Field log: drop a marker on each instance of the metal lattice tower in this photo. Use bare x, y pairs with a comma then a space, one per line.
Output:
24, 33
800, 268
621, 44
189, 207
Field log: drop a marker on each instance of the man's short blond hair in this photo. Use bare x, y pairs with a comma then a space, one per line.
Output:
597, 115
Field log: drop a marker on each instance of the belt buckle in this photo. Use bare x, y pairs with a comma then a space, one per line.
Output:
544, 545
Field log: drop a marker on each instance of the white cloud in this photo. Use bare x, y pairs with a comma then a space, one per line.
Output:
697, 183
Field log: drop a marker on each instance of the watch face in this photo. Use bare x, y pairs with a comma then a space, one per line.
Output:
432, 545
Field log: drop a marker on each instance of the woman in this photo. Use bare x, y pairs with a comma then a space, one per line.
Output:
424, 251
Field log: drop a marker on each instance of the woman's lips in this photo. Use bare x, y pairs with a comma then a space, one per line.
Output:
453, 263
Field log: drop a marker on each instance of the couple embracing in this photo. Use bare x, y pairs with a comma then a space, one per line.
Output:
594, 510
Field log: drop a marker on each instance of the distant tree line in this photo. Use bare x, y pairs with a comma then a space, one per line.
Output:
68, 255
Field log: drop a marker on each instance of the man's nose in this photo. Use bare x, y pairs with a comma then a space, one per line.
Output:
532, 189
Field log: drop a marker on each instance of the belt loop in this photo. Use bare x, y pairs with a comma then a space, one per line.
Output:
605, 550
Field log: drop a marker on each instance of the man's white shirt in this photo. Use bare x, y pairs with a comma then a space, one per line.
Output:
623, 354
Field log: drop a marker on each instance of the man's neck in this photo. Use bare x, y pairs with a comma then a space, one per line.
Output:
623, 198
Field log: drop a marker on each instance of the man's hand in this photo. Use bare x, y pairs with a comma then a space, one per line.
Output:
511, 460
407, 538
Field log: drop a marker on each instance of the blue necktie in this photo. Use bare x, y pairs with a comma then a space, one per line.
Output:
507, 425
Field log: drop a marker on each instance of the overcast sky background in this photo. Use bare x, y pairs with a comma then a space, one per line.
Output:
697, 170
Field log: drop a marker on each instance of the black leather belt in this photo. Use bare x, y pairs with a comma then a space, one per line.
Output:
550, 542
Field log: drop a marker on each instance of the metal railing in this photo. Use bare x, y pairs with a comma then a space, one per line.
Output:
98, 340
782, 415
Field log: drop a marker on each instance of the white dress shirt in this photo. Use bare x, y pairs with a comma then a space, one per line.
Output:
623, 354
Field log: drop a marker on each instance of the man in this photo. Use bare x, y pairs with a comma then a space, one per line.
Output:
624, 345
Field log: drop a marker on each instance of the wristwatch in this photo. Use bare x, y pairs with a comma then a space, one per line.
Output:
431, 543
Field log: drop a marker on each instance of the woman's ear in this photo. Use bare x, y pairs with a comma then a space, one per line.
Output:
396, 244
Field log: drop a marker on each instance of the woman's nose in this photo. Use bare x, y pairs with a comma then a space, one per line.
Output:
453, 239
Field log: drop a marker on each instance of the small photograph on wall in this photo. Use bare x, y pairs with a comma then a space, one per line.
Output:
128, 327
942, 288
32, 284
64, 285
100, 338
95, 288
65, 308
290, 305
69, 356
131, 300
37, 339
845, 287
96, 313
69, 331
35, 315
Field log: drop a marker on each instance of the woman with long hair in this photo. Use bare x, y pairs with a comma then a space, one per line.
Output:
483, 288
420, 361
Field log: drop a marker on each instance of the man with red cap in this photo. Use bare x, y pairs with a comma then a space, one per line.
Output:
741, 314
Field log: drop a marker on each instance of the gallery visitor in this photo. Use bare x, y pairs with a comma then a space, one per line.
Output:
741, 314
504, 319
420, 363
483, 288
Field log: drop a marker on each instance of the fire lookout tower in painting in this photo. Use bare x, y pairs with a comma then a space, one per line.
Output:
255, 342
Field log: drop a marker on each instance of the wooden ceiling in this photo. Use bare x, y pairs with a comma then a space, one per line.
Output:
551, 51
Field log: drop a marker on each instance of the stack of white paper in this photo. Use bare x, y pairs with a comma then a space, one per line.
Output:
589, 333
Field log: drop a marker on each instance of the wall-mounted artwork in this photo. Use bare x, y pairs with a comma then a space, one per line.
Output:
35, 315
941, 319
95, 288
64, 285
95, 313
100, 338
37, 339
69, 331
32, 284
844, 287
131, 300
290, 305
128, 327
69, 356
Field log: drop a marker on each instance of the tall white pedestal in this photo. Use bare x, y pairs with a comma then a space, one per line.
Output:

#### [Your goal]
Repeat the line that contains "Field log: drop a marker on each instance of the fire", then every line after it until the records end, with nothing added.

#### [Worked solution]
Field log: drop a marker on each instance of the fire lookout tower in painting in this photo. Use bare x, y pairs with a comma then a space, one per line.
Output:
255, 342
Field log: drop a marker on each instance of the wooden ceiling in this photo. Use bare x, y pairs with a comma then a space, one per line.
Output:
551, 51
Field log: drop a marker on each instance of the stack of white paper in this photo. Use bare x, y pairs with a comma then a space, one per line.
Output:
589, 333
Field log: drop a marker on each instance of the wall-mounted artwork in this photo. Use bare x, y pairs with a comma then a space, one per line.
Output:
35, 315
941, 319
95, 288
64, 285
95, 313
100, 338
37, 339
69, 331
32, 284
844, 287
131, 300
290, 305
128, 327
69, 356
Field log: drop a marker on each instance of the tall white pedestal in this photo. Use bare x, y pairs with a comma then a space, one per line.
Output:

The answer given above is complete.